::: QUOTED TEXT :::
TL;DR:

Supervisord is a powerful tool to daemonize processes. It provides control over processes, like starting and stopping with simple commands, and nice features such as auto restart, run as a user, etc.

The typical usage of supervisord is:

  • log in to a server
  • start certain processes
  • check the process status

This process is fine to start, stop, kill processes, but when it comes to know the status of the process, it is cumbersome and too proactive. We start the process once, yes, but we wonder its up status for longer durations. You need to go over several steps to gather status information. And this becomes a problem in an environment managed with CI/CD and especially when the developers, who are less enthusiastic to know the underlying components of the system, do not have access to the servers supervisord is running on (frankly, they shouldn’t have access to anything aside from Slack and mail client).

One problem we faced in our workflow was, the build was successful, the process could be started, but it would die after a few seconds during the boot up phase. The deployer would not be aware that the process could not be started at all, assumes there is something wrong with the deployment process.

We had a monitoring problem.

Monitor everything, monitoring is everything.

We have a remote team, so we cannot put monitors like this at every home; but we can implement something that will follow you around: Events and Slack!

Let’s start with events and continue with Slack integration.

supervisord events

Supervisord provides quite a number of events, starting from process state changes to process log outputs and even ticks. In our situation it was important to know the status changes. So I added an eventlistener configuration to supervisord to listen to PROCESS_STATE changes:

[eventlistener:x]
events=PROCESS_STATE
command=x
buffer_size=1024

Let’s examine line by line:

  1. Events can be multiple here. I did not specify all status event types because PROCESS_STATE is a parent event type of all state change events.
  2. As I’ll explain in the following section, I have prepared a binary that will be triggered by event listener mechanism.
  3. If your event listener cannot keep up with incoming events, supervisord puts incoming messages to buffer. If buffer is full, supervisord discards the oldest message. I did not want to lose any messages.

event listener program

Supervisord runs the program and communicates with it through standard input and output. It expects outputs such as READY,OK, RESULT 2 to understand that if the listener is ready, received the message, and acknowledged it. It sends a header line from standard input, then a payload line if there is any.

supervisor-event-handler library takes care of this communication protocol and allows processing event in 5 lines of code (considering the main function):

package main

import (
	"fmt"
	"os"
:::
§ **WRITTEN PROBLEM 1**
Write out the stretch of the supervisord post from "One problem we" through "monitoring is everything." again, swapping "deployer" for "release engineer".
§ **WRITTEN PROBLEM 2**
Answer these questions from the supervisord post:
(a) Which event type does the eventlistener configuration listen to?
(b) What does supervisord do when the buffer is full?
(c) Through what channels does supervisord communicate with the event listener program?
§ **WRITTEN PROBLEM 3**
Continue the supervisord post from the point where it ends.
::: SUPPLIED MATERIAL :::
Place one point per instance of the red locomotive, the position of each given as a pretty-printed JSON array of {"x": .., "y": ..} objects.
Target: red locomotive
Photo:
:::
§ **EXERCISE ANSWER 1**
One problem we faced in our workflow was, the build was successful, the process could be started, but it would die after a few seconds during the boot up phase. The release engineer would not be aware that the process could not be started at all, assumes there is something wrong with the deployment process.

We had a monitoring problem.

Monitor everything, monitoring is everything.

§ **EXERCISE ANSWER 2**
(a) PROCESS_STATE.
(b) It discards the oldest message.
(c) Standard input and output.

§ **EXERCISE ANSWER 3**
	eventhandler "github.com/mtyurt/supervisor-event-handler"
)

func main() {
	handler := eventhandler.New()
	handler.HandleEvent("PROCESS_STATE", func(header eventhandler.HeaderTokens, payload map[string]string) {
		fmt.Fprintf(os.Stderr, "event: %s, payload: %v\n", header.EventName, payload)
	})
	handler.Start()
}

Start is a blocking process since this program needs to use stdout and stdin, infinitely until the program is killed. Also I used goroutines to handle events to not overflow the buffer.

This program will print something like:

event: PROCESS_STATE_STOPPING, payload: map[groupname:group from_state:RUNNING pid:9 processname:process]

sending messages to slack

So we can process the messages so far. It is easy to do the rest. I have also prepared a simple tool to demonstrate the usage of these events: supervisor-event-to-slack. It’s just a template, you can do whatever you want starting from there. But it is ready to be used with following supervisord configuration:

[eventlistener:status_listener]
command=/path/to/supervisor-event-to-slack
events=PROCESS_STATE
autostart=true
buffer_size=1024
environment=SLACK_TOKEN="your-slack-token",SLACK_CHANNNEL="channel-to-post-messages"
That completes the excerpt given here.